- _Extract_:
----

Union of structs with only bit fields, sizeof function doubling bytes, C

Question

For some reason that i cant quite figure out my union of just structs containing bit fields is setting up twice as many bytes as is are necessary for any single struct.

#include <stdio.h>
#include <stdlib.h>

union instructionSet {
    struct Brane{
        unsigned int opcode: 4;
        unsigned int address: 12;
    } brane;
    struct Cmp{
        unsigned int opcode: 4;
        unsigned int blank: 1;
        unsigned int rsvd: 3;
        unsigned char letter: 8;
    } cmp;
    struct {
        unsigned int rsvd: 16;
    } reserved;
};

int main() {

    union instructionSet IR;// = (union instructionSet*)calloc(1, 2);

    printf("size of union %ld\n", sizeof(union instructionSet));
    printf("size of reserved %ld\n", sizeof(IR.reserved));
    printf("size of brane %ld\n", sizeof(IR.brane));
    printf("size of brane %ld\n", sizeof(IR.cmp));


    return 0;
}

All of the calls to sizeof return 4 however to my knowledge they should be returning 2.

Answer 1

Read about memory structure padding / memory alignment. By default 32bit processor read from memory by 32bit (4bytes) because is faster. So in memory char + uint32 will be write on 4 + 4 = 8 bytes (1byte - char, 3bytes space, 4bytes uint32).

Add those lines on begin and end of your program and will be result 2.

#pragma pack(1)

#pragma unpack

This is way to say to the compiler: align memory to 1 byte (by default 4 on 32bit processor).

PS: try this example with different #pragma pack set:

struct s1 
{
    char a;
    char b;
    int c;
};

struct s2
{    
    char b;
    int c;
    char a;
};

int main() {
    printf("size of s1 %ld\n", sizeof(struct s1));
    printf("size of s2 %ld\n", sizeof(struct s2));

    return 0;
}

Answer 2

It isn't specified what this code will do and it isn't meaningful to reason about it without a specific system and compiler in mind. Bit-fields are simply too poorly specified in the standard to be reliably used for things like memory layouts.

----

- _Set exercise A_: Reproduce the records below without any changes, starting at the line that contains "Mark each instance of the truck front" and continuing through the final line of the records.

Dataset excerpt
----

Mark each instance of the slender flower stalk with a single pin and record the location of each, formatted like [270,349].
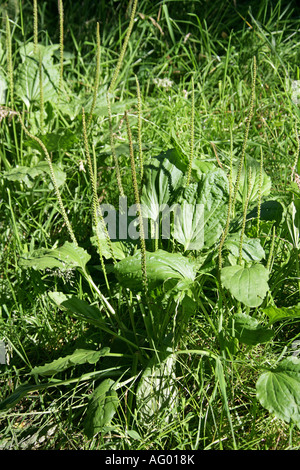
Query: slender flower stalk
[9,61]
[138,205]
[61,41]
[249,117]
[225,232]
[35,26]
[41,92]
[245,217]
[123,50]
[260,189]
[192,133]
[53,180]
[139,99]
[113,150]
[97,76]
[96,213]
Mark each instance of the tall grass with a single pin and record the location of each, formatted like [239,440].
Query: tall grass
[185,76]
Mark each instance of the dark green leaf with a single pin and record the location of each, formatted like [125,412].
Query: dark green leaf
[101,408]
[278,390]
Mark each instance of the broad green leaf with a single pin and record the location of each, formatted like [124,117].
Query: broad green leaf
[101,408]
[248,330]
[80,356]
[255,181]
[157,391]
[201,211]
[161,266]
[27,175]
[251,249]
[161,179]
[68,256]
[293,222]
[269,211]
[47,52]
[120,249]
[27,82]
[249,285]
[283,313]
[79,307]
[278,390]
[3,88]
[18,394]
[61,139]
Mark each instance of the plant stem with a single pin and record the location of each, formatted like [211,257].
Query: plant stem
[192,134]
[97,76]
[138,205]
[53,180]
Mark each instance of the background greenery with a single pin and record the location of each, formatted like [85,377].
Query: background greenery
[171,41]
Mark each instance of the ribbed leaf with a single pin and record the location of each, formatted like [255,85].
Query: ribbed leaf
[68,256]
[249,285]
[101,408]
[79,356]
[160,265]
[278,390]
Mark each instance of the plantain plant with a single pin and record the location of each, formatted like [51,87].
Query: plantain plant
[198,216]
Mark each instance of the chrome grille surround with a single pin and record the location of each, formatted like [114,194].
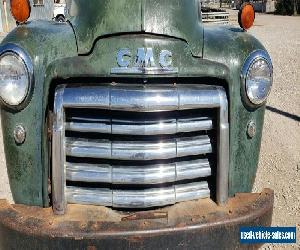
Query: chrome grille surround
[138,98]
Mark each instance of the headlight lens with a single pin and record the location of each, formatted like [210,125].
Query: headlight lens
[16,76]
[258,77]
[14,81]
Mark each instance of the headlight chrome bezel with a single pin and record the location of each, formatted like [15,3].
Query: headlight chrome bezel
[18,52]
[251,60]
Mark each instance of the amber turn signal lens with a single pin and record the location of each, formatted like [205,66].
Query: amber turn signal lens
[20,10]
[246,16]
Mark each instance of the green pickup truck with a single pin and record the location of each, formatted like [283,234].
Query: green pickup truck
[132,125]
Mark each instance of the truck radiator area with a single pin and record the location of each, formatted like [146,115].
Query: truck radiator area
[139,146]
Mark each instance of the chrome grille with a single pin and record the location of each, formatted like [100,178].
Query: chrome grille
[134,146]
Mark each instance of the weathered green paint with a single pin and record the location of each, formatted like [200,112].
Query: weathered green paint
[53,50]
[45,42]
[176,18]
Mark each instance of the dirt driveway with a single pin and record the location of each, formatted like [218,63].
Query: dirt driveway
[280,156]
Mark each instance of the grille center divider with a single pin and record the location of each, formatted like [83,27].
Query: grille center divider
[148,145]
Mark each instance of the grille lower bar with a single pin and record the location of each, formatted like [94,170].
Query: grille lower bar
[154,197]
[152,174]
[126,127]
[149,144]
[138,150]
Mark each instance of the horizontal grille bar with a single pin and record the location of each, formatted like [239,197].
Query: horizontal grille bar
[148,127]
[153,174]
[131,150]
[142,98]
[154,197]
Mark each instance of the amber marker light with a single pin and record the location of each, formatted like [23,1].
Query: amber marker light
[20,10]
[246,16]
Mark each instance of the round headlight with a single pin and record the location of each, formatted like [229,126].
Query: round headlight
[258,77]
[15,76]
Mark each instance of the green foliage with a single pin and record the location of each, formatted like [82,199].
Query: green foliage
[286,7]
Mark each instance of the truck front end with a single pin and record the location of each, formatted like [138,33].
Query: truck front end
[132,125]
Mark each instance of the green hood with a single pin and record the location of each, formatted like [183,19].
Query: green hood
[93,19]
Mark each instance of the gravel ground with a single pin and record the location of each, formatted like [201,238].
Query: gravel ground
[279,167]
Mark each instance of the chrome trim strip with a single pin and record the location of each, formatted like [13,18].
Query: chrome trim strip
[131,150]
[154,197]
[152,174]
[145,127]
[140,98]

----

- _Set exercise B_: In the thread about union sizes in C, what value does the poster say every sizeof call returns?

- _Full answer A_:
Mark each instance of the truck front end with a single pin and record the location of each, formatted like [138,33].
Query: truck front end
[132,125]
Mark each instance of the green hood with a single pin and record the location of each, formatted like [183,19].
Query: green hood
[93,19]
Mark each instance of the gravel ground with a single pin and record the location of each, formatted like [201,238].
Query: gravel ground
[279,167]
Mark each instance of the chrome trim strip with a single pin and record the location of each, formatted like [13,18].
Query: chrome trim strip
[131,150]
[154,197]
[152,174]
[145,127]
[140,98]

- _Full answer B_: Every sizeof call returns 4.